::: PAGE TEXT :::

Angelina Ballerina is a children's book series by author Katharine Holabird and illustrator Helen Craig about a fictional mouse (full name Angelina Jeanette Mouseling) who is training to become a ballerina. The first book in the series was published in 1983, and since then there have been over twenty books in the series. The series is set in Chipping Cheddar, a place that is similar to 1920s London, and is inhabited by anthropomorphic mice. The name "Angelina" was inspired by an editor named Angela at Aurum Press.

The books have been adapted by HIT Entertainment into two animated television series: Angelina Ballerina (2001-2003, along with a series of specials that ran until 2006) and the CGI-animated Angelina Ballerina: The Next Steps (2009–2010). It has also been adapted as a touring ballet.

Books

Adaptations
In 2001, Angelina Ballerina, a British animated TV series of 40 fifteen-minute episodes based on the books, was produced by HIT Entertainment in the United Kingdom. The series featured actress Finty Williams as the voice of Angelina, and her mother Judi Dench as Miss Lilly. The series aired on CITV in the United Kingdom and on PBS Kids in the United States, where it was presented by Connecticut Public Television.

A computer-animated revival, Angelina Ballerina: The Next Steps, premiered on PBS stations in September 2009. It is directed by Davis Doi and animated at SD Entertainment. WNET, after purchasing CPTV's production unit, is the producer of the program.

:::

_PROBLEM TO WORK ON:_ Reproduce the entire passage on the Angelina Ballerina book series verbatim, from its opening sentence through its final line.

::: SUPPLIED INFORMATION :::

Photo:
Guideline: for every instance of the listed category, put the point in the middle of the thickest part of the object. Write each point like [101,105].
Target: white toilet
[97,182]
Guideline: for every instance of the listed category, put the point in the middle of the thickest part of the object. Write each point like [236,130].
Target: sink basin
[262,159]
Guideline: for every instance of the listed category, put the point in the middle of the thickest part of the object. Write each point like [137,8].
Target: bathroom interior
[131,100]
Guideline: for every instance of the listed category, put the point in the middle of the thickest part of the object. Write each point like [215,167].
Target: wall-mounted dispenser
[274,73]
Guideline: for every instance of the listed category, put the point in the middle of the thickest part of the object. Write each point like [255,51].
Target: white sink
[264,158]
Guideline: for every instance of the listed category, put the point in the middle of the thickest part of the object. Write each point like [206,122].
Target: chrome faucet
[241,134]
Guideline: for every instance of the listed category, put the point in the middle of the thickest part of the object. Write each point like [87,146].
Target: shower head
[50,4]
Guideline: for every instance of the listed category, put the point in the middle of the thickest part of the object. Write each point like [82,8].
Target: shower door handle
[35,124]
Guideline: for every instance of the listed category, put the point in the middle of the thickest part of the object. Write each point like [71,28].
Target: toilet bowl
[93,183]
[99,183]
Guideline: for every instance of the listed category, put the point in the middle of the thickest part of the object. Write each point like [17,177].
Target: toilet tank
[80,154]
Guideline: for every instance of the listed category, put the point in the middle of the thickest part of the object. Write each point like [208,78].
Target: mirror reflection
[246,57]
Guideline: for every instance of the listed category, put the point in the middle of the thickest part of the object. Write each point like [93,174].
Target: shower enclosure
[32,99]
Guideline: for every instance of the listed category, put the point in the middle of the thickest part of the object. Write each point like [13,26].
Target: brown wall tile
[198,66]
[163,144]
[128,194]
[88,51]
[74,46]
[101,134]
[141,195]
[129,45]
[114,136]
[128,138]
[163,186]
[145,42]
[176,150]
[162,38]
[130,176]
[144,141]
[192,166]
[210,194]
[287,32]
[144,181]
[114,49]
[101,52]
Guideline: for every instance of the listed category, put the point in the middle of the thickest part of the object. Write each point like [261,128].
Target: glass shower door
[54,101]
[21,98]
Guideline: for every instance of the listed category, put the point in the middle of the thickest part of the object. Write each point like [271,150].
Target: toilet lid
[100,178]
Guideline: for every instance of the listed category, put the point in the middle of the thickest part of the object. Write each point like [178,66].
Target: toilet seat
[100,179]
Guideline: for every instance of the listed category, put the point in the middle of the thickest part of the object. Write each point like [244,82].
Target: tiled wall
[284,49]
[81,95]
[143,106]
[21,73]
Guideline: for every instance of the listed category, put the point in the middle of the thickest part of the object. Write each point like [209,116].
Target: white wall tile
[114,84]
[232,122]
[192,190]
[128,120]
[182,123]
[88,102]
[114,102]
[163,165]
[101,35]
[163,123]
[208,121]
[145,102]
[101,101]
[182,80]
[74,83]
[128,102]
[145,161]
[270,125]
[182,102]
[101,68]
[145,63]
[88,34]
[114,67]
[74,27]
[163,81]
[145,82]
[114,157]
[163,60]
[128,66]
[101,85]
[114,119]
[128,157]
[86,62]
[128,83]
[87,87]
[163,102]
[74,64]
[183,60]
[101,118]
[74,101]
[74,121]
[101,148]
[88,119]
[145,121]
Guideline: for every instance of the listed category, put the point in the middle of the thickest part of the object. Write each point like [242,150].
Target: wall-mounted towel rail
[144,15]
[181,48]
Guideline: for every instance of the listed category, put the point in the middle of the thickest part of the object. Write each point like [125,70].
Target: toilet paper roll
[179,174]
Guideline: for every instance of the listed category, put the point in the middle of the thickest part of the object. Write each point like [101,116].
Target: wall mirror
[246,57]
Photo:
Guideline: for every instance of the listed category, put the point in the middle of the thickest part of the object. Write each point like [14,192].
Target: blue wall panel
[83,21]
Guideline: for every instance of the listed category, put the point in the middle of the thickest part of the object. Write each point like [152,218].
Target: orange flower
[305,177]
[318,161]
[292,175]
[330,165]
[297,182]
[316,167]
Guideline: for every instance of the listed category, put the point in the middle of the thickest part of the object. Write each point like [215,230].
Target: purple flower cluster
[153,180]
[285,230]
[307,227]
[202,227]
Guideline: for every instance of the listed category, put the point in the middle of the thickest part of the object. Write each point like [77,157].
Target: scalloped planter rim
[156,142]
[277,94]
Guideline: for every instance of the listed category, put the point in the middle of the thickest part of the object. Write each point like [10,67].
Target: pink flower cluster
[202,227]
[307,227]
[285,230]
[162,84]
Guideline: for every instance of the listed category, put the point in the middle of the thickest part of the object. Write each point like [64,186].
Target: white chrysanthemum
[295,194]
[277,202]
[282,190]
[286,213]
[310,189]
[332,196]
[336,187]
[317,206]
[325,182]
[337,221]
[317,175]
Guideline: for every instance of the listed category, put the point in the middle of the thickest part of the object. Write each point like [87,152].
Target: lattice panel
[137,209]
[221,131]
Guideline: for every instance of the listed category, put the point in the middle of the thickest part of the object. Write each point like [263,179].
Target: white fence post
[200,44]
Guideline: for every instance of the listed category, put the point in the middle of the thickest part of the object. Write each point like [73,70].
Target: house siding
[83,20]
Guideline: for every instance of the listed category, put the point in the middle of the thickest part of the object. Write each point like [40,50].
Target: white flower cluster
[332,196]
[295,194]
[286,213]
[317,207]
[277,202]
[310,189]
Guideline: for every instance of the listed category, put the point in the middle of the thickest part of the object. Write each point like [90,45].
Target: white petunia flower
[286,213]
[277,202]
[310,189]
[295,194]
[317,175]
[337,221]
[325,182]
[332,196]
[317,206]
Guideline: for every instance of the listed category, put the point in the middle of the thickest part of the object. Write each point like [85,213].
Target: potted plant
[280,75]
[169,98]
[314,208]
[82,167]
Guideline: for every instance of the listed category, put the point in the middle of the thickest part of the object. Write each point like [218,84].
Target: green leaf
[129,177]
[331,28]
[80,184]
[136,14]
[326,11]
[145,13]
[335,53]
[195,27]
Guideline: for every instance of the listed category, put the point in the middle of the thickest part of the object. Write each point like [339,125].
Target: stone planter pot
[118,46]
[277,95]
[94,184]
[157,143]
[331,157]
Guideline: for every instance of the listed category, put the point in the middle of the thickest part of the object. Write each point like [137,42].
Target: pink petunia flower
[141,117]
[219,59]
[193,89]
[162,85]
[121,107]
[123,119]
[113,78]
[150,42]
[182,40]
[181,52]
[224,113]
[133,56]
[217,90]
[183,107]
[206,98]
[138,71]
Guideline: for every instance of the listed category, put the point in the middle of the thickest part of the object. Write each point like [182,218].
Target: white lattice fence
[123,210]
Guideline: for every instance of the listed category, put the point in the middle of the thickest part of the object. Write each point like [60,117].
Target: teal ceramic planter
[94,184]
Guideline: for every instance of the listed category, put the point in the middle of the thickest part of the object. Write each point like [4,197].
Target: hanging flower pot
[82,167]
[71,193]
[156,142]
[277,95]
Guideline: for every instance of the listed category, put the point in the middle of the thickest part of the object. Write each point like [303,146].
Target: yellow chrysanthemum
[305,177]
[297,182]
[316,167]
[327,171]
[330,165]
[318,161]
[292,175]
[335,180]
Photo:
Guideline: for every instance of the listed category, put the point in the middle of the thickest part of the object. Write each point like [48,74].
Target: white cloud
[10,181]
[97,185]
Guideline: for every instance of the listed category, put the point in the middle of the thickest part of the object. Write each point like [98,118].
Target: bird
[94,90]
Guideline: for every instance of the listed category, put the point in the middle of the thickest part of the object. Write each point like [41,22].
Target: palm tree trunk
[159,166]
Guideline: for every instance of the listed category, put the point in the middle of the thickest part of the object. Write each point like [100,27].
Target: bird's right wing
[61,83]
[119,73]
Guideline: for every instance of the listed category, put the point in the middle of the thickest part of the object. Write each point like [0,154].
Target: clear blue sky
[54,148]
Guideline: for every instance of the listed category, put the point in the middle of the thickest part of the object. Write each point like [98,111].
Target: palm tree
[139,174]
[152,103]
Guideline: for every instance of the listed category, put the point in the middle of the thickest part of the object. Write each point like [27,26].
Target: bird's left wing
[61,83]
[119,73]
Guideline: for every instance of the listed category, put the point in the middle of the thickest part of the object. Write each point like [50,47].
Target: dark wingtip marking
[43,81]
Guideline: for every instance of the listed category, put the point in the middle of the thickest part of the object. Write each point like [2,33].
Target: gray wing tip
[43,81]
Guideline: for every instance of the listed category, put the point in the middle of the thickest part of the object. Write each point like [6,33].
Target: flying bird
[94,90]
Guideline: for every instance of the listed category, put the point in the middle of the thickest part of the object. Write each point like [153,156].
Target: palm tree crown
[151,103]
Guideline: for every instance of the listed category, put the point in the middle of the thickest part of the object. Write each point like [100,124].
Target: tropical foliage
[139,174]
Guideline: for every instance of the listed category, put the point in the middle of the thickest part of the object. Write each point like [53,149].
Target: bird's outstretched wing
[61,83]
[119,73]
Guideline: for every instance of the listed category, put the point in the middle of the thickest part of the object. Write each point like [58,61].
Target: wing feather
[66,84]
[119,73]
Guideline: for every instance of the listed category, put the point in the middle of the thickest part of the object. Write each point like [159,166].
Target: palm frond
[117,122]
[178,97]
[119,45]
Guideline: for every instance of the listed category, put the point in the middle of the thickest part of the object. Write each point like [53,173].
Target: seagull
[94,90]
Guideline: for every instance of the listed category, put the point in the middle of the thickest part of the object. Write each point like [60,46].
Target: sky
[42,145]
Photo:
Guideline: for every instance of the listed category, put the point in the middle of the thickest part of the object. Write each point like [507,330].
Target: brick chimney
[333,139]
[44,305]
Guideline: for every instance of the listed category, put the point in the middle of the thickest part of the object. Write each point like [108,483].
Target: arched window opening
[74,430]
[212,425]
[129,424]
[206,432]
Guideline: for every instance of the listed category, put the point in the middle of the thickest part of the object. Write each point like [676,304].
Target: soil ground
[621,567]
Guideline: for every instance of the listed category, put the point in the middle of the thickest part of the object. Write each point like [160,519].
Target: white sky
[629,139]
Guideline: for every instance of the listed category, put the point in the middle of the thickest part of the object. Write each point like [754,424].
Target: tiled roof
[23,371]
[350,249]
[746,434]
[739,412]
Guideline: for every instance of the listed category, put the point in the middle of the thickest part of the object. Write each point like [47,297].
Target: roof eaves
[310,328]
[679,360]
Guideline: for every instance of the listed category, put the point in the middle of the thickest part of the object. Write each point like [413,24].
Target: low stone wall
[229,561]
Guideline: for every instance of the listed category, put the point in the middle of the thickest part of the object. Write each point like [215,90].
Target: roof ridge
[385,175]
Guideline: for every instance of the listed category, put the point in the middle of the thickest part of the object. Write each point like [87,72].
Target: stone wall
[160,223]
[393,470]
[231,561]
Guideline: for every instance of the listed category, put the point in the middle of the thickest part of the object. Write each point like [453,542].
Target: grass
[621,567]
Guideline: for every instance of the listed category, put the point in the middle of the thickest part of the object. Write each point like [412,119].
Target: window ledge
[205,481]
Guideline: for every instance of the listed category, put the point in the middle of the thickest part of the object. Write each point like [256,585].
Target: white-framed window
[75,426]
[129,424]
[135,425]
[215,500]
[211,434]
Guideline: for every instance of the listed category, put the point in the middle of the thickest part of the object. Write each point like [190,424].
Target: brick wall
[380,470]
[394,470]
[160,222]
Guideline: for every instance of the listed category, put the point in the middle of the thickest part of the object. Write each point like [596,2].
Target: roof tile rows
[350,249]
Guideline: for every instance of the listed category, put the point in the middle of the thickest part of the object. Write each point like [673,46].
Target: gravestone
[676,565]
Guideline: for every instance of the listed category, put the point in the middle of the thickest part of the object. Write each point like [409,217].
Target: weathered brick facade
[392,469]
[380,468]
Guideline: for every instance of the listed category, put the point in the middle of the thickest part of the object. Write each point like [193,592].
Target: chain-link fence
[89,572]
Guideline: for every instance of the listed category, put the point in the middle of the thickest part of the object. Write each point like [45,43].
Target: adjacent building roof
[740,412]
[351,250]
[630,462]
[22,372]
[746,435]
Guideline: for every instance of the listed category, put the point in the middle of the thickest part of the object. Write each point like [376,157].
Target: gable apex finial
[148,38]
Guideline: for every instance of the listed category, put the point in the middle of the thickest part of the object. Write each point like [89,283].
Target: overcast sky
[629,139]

:::

_RESPONSE TO THIS TASK:_
Angelina Ballerina is a children's book series by author Katharine Holabird and illustrator Helen Craig about a fictional mouse (full name Angelina Jeanette Mouseling) who is training to become a ballerina. The first book in the series was published in 1983, and since then there have been over twenty books in the series. The series is set in Chipping Cheddar, a place that is similar to 1920s London, and is inhabited by anthropomorphic mice. The name "Angelina" was inspired by an editor named Angela at Aurum Press.

The books have been adapted by HIT Entertainment into two animated television series: Angelina Ballerina (2001-2003, along with a series of specials that ran until 2006) and the CGI-animated Angelina Ballerina: The Next Steps (2009–2010). It has also been adapted as a touring ballet.

Books

Adaptations
In 2001, Angelina Ballerina, a British animated TV series of 40 fifteen-minute episodes based on the books, was produced by HIT Entertainment in the United Kingdom. The series featured actress Finty Williams as the voice of Angelina, and her mother Judi Dench as Miss Lilly. The series aired on CITV in the United Kingdom and on PBS Kids in the United States, where it was presented by Connecticut Public Television.

A computer-animated revival, Angelina Ballerina: The Next Steps, premiered on PBS stations in September 2009. It is directed by Davis Doi and animated at SD Entertainment. WNET, after purchasing CPTV's production unit, is the producer of the program.